## EXERCISE PROMPT
Return only this: the line with "the yellow slalom" and all the lines that follow it below, through the final one, exactly as they are.

######

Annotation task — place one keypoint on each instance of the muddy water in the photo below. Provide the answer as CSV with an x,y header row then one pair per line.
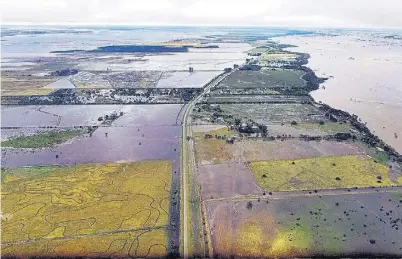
x,y
365,73
120,144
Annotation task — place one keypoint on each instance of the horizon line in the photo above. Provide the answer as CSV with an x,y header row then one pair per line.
x,y
196,25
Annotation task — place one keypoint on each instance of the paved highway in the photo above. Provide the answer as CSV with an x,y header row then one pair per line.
x,y
186,149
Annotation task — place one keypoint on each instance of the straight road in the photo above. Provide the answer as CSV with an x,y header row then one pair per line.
x,y
186,150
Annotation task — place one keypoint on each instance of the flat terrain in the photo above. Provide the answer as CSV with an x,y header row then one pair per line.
x,y
215,151
307,225
322,173
87,115
262,113
226,180
265,78
43,139
275,98
79,216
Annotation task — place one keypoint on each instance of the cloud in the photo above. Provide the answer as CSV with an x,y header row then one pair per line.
x,y
294,13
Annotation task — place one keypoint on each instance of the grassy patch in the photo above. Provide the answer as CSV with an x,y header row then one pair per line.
x,y
265,78
41,140
321,173
212,149
293,241
379,156
86,209
277,56
326,127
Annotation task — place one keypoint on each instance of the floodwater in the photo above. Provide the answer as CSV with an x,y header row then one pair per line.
x,y
87,115
186,79
120,144
61,84
365,75
144,132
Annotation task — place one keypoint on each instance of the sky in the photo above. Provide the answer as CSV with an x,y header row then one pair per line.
x,y
284,13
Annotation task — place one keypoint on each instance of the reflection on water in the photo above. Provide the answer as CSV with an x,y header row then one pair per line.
x,y
61,84
365,75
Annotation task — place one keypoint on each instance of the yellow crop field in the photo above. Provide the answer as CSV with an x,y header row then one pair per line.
x,y
257,235
322,173
117,209
212,150
33,91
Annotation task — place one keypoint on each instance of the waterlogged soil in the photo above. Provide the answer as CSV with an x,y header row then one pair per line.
x,y
364,71
87,115
226,180
107,144
186,79
307,225
144,132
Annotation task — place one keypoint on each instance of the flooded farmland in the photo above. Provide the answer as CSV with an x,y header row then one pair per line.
x,y
87,115
365,71
143,132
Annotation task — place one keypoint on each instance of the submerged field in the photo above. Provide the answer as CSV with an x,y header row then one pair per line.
x,y
42,139
56,211
322,173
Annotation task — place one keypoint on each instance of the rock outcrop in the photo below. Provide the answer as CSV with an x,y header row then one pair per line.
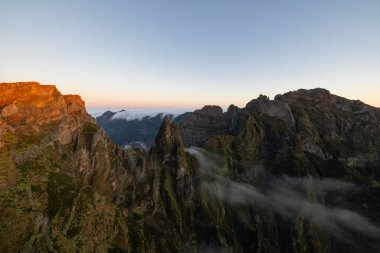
x,y
64,187
203,124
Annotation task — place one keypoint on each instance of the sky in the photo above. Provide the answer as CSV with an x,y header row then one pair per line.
x,y
185,54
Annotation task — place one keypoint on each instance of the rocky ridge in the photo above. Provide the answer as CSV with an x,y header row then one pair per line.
x,y
67,188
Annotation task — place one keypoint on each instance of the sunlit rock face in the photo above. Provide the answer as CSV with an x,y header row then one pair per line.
x,y
258,184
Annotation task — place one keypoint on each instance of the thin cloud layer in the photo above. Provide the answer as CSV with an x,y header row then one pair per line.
x,y
288,197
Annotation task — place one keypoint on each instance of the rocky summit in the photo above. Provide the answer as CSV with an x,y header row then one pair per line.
x,y
299,173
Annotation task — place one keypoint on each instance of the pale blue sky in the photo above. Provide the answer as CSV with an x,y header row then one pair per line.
x,y
189,53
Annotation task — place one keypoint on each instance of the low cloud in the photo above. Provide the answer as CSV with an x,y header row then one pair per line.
x,y
288,197
139,114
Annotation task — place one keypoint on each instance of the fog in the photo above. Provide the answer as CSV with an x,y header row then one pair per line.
x,y
287,197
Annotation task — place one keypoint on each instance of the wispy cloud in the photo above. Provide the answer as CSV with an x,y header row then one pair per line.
x,y
288,197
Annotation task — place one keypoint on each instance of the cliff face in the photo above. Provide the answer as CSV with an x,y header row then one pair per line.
x,y
313,124
64,187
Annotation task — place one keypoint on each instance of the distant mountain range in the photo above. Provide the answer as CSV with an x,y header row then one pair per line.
x,y
299,173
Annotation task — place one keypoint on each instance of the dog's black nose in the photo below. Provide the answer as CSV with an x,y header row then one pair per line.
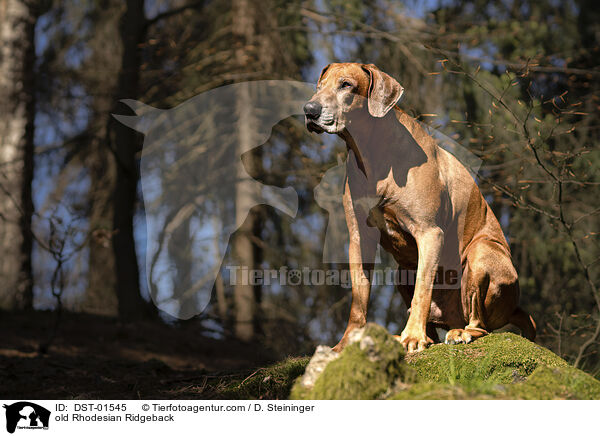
x,y
312,109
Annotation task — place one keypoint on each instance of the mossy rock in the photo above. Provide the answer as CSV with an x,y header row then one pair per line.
x,y
499,358
366,369
497,366
556,383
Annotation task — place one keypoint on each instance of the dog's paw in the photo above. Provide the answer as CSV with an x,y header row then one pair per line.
x,y
413,342
458,336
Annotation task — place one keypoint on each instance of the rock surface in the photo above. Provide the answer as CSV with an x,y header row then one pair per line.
x,y
498,366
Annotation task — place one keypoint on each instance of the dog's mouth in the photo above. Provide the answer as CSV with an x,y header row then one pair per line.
x,y
314,127
320,125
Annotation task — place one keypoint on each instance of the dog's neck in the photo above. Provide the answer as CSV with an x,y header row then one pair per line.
x,y
368,138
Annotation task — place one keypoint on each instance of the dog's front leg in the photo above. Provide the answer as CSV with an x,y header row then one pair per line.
x,y
361,253
429,244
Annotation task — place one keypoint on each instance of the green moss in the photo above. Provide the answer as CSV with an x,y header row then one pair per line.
x,y
364,370
273,382
501,358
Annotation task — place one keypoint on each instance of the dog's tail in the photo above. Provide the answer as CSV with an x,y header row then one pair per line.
x,y
524,322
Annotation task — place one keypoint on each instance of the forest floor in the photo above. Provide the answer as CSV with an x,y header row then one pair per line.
x,y
95,357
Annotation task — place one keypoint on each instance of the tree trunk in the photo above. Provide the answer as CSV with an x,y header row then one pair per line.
x,y
101,294
17,114
245,251
125,145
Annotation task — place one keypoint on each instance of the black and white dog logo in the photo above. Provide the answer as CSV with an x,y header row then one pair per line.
x,y
26,415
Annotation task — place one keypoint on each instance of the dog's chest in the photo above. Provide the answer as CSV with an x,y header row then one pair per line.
x,y
394,238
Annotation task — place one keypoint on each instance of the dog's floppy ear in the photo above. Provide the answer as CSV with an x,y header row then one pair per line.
x,y
384,91
322,73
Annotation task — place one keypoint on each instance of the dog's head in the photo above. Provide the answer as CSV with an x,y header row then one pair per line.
x,y
342,91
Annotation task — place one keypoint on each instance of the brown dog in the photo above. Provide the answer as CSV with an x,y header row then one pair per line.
x,y
420,203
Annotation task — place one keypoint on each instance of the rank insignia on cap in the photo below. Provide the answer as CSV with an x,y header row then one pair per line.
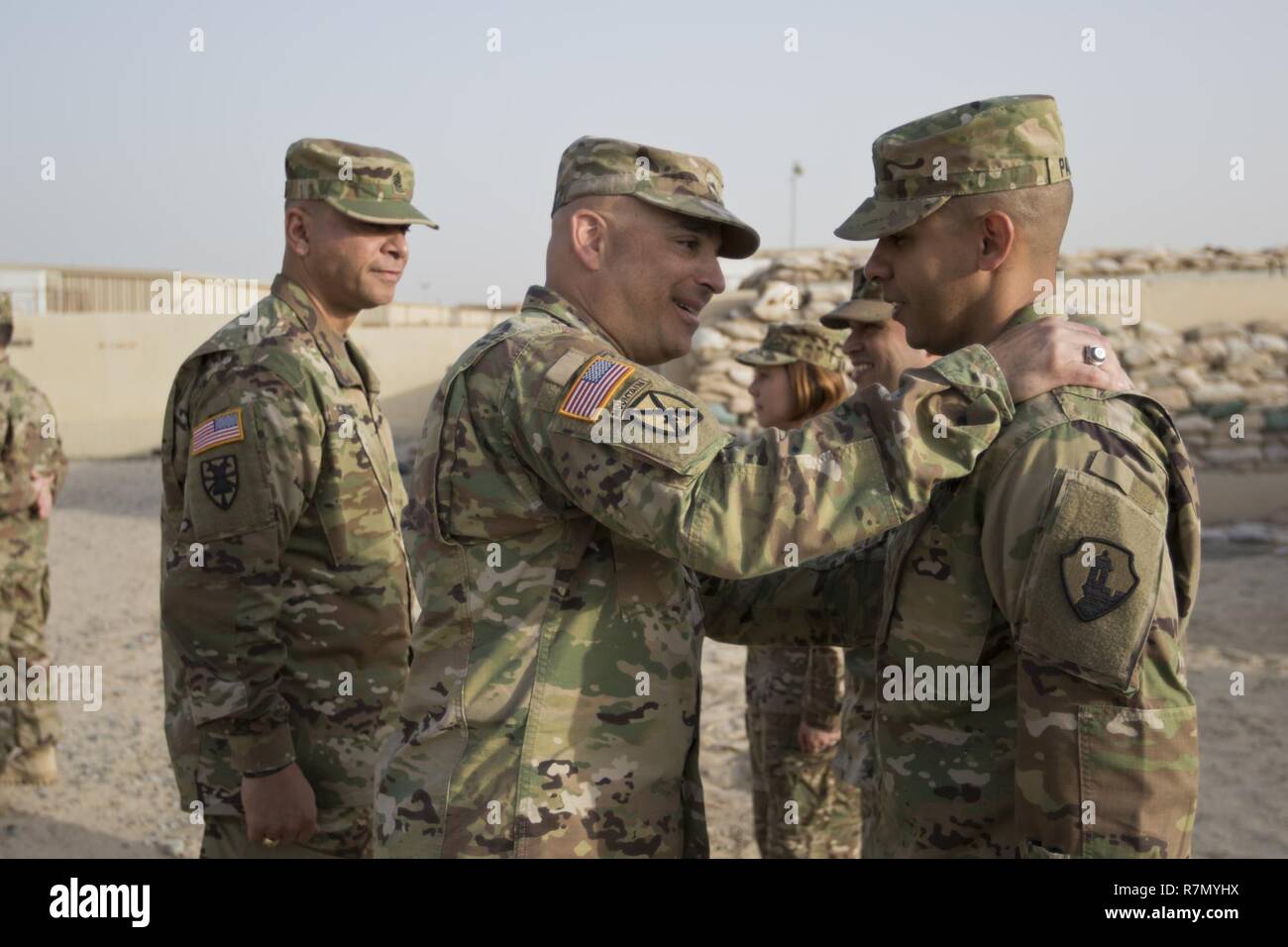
x,y
219,478
599,380
224,428
1098,578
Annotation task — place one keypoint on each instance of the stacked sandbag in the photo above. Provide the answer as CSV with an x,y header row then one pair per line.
x,y
722,381
1227,385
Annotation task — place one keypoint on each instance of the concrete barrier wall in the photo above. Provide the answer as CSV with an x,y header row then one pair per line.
x,y
108,373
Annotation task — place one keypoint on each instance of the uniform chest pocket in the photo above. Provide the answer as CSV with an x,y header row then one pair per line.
x,y
349,500
938,600
645,579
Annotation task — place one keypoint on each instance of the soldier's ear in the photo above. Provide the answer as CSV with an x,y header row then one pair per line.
x,y
589,236
996,239
297,226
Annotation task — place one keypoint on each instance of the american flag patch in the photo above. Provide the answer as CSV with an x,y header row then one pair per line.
x,y
222,429
597,382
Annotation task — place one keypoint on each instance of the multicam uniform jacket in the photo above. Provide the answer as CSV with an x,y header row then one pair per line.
x,y
554,696
1067,566
286,600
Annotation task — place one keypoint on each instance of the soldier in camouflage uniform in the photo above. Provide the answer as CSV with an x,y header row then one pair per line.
x,y
33,470
286,600
795,694
554,693
1064,566
879,354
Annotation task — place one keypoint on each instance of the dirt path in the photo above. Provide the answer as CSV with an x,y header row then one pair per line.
x,y
117,795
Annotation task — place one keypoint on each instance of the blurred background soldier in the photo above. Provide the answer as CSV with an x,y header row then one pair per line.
x,y
286,600
795,694
33,470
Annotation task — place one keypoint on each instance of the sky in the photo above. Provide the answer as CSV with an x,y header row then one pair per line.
x,y
170,158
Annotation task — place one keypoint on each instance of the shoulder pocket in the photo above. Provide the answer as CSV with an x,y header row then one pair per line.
x,y
623,406
227,489
1090,589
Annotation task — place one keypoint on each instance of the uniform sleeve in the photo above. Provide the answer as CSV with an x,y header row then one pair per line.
x,y
831,600
243,499
648,462
50,458
18,441
1076,552
824,688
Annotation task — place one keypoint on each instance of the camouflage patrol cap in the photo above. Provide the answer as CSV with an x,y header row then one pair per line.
x,y
669,179
370,184
992,145
866,304
799,342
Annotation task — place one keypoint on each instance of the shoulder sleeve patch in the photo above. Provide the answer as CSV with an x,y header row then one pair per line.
x,y
599,380
217,431
1091,585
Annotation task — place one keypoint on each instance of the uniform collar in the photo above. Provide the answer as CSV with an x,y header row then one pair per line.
x,y
552,303
347,361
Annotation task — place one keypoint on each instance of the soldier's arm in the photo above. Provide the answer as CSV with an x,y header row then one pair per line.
x,y
733,512
824,688
48,457
833,599
17,489
1107,744
241,502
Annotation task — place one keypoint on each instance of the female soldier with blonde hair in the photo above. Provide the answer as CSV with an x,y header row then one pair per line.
x,y
794,694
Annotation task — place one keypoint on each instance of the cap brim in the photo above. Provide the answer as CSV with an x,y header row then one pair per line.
x,y
764,357
876,219
737,240
380,211
857,311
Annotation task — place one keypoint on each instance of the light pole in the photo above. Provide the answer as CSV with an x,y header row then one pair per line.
x,y
797,171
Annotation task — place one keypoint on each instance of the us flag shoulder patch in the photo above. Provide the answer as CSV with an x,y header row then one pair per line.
x,y
224,428
599,380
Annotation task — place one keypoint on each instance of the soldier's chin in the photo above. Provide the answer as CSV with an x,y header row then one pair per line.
x,y
378,294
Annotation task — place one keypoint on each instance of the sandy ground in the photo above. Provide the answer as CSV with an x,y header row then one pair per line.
x,y
117,796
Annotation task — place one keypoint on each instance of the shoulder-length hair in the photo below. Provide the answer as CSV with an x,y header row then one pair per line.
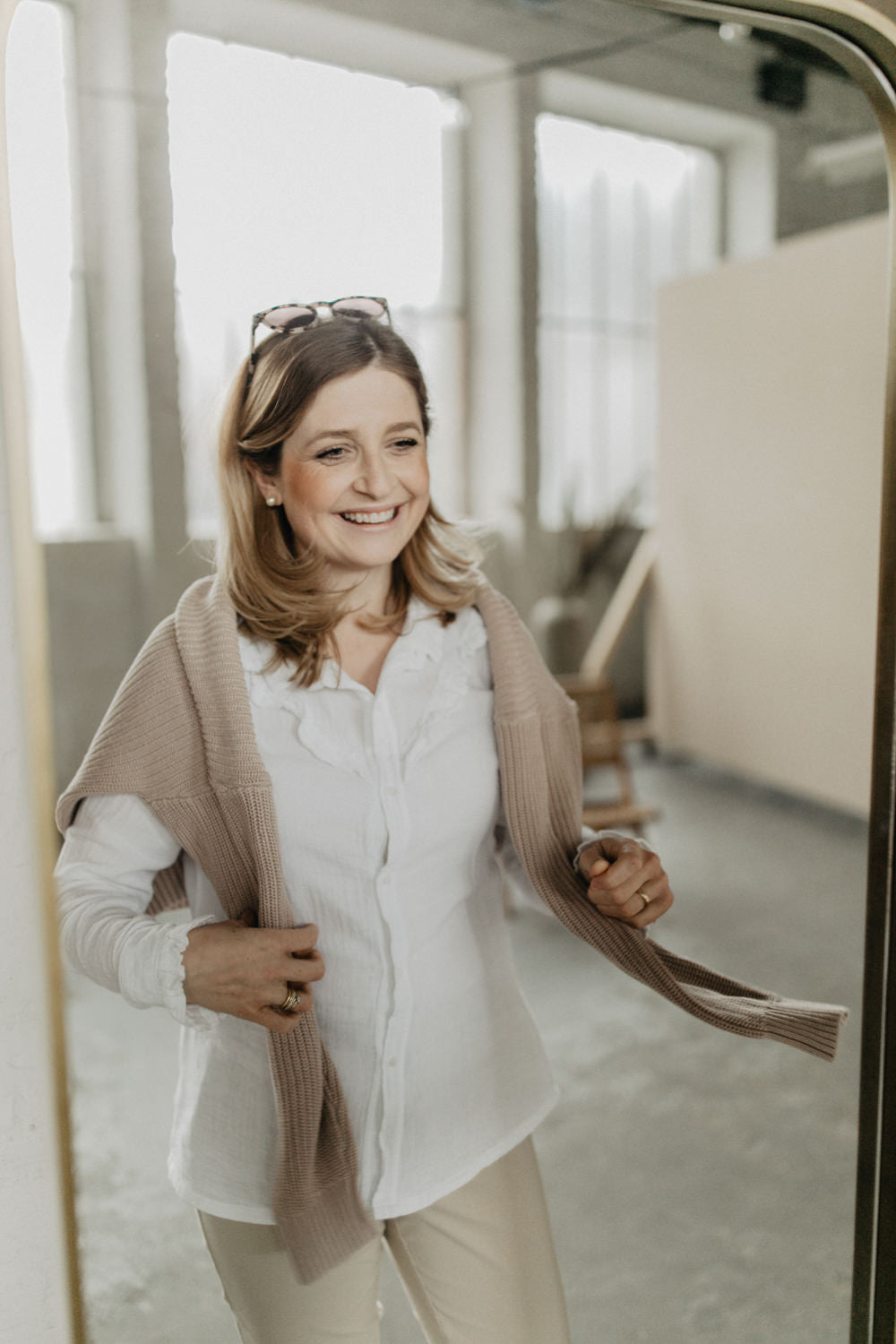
x,y
277,586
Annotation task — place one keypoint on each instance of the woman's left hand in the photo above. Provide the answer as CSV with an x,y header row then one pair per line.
x,y
626,879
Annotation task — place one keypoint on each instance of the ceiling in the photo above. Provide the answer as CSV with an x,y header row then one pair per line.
x,y
640,47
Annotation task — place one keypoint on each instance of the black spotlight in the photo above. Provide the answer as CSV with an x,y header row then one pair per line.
x,y
782,83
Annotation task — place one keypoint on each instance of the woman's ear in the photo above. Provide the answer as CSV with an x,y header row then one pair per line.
x,y
268,487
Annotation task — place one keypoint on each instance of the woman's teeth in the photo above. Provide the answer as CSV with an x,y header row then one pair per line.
x,y
386,516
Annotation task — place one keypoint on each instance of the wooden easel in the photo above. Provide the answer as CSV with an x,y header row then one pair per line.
x,y
603,734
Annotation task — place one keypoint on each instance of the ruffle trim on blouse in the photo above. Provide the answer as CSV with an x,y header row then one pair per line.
x,y
461,667
460,671
169,969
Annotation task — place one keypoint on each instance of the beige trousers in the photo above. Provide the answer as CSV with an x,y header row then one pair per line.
x,y
478,1268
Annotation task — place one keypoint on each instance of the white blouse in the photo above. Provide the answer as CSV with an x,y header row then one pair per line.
x,y
392,840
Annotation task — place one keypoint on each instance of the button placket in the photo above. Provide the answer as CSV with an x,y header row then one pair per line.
x,y
387,771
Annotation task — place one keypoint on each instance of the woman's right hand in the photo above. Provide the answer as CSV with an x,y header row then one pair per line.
x,y
233,967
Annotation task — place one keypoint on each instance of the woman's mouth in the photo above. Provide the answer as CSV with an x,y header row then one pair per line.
x,y
370,518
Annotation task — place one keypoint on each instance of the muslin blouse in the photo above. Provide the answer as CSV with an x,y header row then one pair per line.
x,y
392,843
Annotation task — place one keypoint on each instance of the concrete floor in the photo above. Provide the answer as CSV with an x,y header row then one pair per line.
x,y
700,1185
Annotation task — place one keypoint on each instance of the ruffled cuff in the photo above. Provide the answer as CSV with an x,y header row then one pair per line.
x,y
169,969
598,835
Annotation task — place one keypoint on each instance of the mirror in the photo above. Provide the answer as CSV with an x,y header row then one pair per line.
x,y
759,1231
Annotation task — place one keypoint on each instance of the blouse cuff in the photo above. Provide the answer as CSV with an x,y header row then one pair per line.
x,y
171,976
598,835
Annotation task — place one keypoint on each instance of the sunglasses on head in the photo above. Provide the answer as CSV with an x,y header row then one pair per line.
x,y
300,317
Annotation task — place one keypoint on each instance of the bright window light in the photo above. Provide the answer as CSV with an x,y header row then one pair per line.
x,y
618,215
292,182
40,201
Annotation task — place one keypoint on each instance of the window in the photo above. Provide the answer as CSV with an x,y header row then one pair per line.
x,y
297,180
47,271
618,215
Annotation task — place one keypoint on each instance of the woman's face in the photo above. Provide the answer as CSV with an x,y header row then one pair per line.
x,y
354,478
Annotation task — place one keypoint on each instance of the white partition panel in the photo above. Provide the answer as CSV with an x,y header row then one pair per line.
x,y
771,400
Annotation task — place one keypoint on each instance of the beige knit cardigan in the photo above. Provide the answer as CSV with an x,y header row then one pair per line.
x,y
179,734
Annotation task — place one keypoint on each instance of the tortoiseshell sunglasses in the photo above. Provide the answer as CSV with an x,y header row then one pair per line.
x,y
298,317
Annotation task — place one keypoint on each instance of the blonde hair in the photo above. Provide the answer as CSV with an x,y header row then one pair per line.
x,y
280,591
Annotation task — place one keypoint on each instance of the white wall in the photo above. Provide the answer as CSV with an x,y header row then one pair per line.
x,y
34,1268
771,397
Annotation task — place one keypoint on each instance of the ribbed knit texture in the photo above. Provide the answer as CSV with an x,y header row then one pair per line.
x,y
179,734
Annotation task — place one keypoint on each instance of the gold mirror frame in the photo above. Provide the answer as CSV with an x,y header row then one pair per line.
x,y
863,39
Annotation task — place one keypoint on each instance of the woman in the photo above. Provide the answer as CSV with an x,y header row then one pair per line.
x,y
343,738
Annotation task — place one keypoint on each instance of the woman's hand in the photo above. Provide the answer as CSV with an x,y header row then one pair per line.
x,y
626,879
247,972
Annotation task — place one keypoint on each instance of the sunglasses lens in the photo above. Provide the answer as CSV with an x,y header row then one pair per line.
x,y
289,317
359,306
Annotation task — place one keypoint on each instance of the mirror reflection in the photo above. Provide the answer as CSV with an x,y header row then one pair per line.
x,y
645,287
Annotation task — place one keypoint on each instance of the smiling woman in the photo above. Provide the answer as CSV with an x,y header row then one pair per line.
x,y
258,704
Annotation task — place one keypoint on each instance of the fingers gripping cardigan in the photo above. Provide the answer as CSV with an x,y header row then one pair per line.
x,y
179,734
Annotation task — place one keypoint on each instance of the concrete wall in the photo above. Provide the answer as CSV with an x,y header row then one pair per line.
x,y
771,392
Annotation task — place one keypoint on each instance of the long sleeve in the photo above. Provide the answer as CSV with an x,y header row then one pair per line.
x,y
514,873
104,878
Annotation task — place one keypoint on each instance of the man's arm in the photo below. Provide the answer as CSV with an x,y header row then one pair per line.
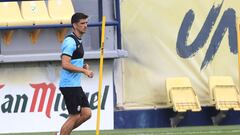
x,y
66,64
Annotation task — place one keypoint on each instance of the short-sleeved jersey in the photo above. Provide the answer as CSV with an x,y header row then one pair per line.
x,y
72,47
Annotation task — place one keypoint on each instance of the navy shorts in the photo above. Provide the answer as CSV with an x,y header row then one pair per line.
x,y
74,98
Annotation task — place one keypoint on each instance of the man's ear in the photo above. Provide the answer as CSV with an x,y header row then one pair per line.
x,y
74,26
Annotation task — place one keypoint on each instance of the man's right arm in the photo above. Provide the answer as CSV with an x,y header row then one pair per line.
x,y
66,64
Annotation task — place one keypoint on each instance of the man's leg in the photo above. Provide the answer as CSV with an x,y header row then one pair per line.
x,y
68,126
83,116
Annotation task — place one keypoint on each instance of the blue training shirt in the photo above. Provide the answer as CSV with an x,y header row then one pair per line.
x,y
68,78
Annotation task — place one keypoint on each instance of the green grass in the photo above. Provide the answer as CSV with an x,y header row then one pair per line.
x,y
204,130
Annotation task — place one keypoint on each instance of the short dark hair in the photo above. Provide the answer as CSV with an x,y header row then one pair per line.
x,y
77,16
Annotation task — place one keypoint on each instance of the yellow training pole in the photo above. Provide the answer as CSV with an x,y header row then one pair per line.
x,y
100,74
238,46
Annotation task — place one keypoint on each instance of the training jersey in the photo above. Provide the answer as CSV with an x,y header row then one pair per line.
x,y
72,47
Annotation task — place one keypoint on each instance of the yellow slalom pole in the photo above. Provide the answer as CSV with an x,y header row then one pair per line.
x,y
100,74
238,46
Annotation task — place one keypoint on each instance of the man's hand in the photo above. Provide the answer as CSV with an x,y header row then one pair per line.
x,y
88,73
86,66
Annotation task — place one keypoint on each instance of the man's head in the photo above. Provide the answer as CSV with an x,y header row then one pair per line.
x,y
79,22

######

## EXERCISE RESPONSE
Annotation task — place one keypoint on each instance of the yellow slalom pole in the photo above. Provide the answer as CSV with an x,y header row then one pair per line.
x,y
100,74
238,46
Annotation task — place one keypoint on each instance of the man's hand in the photo above. Provide the answer as CSV with an x,y header row then one pair per line.
x,y
88,73
86,66
Annotation task — place one keypoint on each instance of the man's head in the photo above. Provide the answer as CSV with an x,y header row then one pair per line.
x,y
79,22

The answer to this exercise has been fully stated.